==== DATA FOR PROCESSING

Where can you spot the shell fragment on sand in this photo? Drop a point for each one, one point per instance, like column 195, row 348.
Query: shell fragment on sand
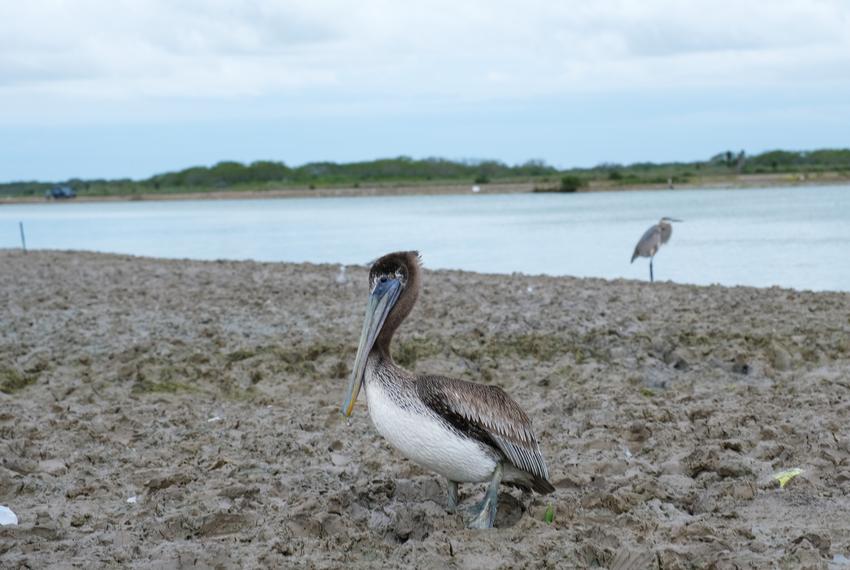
column 7, row 517
column 784, row 477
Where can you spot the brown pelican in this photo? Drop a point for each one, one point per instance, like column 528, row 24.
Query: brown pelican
column 466, row 432
column 652, row 240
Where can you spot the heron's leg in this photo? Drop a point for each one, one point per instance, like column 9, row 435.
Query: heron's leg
column 485, row 514
column 452, row 503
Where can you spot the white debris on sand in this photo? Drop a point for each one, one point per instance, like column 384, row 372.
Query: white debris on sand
column 7, row 517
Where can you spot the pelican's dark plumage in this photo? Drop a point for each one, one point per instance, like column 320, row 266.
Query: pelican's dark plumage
column 464, row 431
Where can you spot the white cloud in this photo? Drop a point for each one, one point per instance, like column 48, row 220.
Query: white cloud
column 81, row 58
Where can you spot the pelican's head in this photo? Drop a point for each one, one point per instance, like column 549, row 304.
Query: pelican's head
column 393, row 288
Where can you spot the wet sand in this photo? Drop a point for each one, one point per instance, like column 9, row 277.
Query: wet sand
column 209, row 391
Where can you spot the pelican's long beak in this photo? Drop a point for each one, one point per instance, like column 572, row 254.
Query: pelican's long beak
column 381, row 301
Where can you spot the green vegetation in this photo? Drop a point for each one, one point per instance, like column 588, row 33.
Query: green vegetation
column 269, row 175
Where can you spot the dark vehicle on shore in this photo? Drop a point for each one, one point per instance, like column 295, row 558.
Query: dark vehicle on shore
column 60, row 193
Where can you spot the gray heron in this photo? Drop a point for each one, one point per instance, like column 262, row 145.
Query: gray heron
column 652, row 240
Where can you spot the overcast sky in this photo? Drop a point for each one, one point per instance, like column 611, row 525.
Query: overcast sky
column 132, row 88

========

--- DIRECTIONS ---
The records above need to be restated word for word, with the pictures left out.

--- RESULT OF THIS TASK ---
Where can you spot the shell fragment on sand in this photo? Drop a point for each one, one point per instance, like column 195, row 348.
Query: shell fragment on sand
column 7, row 517
column 784, row 477
Where can you spot the brown pelican in this photo? Drop a point for each one, one point per instance, like column 528, row 24.
Query: brown pelican
column 466, row 432
column 652, row 240
Where can you spot the heron's leg in this photo? Drop a point for each one, one point per instance, like column 9, row 435.
Query: heron's leg
column 485, row 514
column 452, row 503
Where can you spot the white debris on sand in this photo? Drop a point for each one, one point per instance, like column 384, row 372.
Query: white debris on sand
column 7, row 517
Where can you spot the pelican's dark plumage in this photo? Drop a point for each one, one point per instance, like column 320, row 266.
Query: pelican's dark plumage
column 464, row 431
Where can you spot the white cloud in this photo? Drop a point for each one, one point per instance, like column 48, row 220.
Query: white cloud
column 81, row 58
Where can you spot the pelican's head in this photo? Drop a point for each one, one point per instance, like column 549, row 304.
Query: pelican's head
column 393, row 288
Where can you spot the wet sand in this photo? Drop a point for each one, one point per instance, like column 9, row 277.
Query: wet sand
column 209, row 391
Where can you spot the pelican's long beak in this photo? Drop a point for each one, one point per instance, like column 572, row 254.
Query: pelican's long beak
column 381, row 301
Where can you spot the green vegetation in this photo? Drop a point for each one, one point per instance, like column 588, row 33.
Query: green vegetation
column 269, row 175
Where can you spot the dark vehicle on shore in this photo? Drop a point for each one, one point per instance, like column 295, row 558.
Query: dark vehicle on shore
column 60, row 193
Where can you spot the gray heron in this photo? Drop a point for each one, one point per instance, like column 262, row 145.
Query: gray heron
column 652, row 240
Where can you spot the overcast sky in this photo? Drop a point for each one, one point per instance, like column 611, row 525.
Query: overcast sky
column 132, row 88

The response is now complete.